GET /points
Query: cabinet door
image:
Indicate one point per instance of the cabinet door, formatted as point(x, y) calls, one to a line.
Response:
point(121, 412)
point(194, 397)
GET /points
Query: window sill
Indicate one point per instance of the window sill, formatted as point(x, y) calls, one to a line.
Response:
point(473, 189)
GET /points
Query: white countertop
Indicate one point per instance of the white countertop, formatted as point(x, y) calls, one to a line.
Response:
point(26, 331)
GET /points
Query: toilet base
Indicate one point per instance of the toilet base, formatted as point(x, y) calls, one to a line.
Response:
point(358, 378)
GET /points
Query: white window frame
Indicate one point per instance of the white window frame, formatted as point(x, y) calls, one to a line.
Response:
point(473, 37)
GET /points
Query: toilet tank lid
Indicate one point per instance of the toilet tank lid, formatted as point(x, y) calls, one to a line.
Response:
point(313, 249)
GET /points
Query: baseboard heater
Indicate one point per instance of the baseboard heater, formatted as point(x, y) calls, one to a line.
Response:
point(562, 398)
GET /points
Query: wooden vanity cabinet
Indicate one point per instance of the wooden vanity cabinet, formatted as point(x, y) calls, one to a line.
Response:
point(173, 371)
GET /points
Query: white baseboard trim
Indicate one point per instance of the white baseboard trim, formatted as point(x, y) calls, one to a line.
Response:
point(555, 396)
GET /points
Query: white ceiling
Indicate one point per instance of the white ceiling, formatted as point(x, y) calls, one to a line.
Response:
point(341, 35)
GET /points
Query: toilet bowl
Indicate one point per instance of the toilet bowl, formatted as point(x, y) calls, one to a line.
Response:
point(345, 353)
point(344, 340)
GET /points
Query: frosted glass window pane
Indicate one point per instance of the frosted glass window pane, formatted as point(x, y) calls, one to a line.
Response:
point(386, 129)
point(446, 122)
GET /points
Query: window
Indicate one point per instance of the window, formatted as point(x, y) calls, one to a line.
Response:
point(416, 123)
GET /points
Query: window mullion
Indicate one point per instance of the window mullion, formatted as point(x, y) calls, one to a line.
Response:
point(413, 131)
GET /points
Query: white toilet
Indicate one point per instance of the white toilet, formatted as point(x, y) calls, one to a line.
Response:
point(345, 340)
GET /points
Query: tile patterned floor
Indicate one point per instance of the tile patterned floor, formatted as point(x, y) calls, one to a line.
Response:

* * * *

■ **Given request**
Please pull out every line in the data above that contains the word "ceiling" and copy each of those lines in full.

■ **The answer**
Query: white ceiling
Indicate one point per instance of the white ceiling, formatted as point(x, y) calls, one to a line.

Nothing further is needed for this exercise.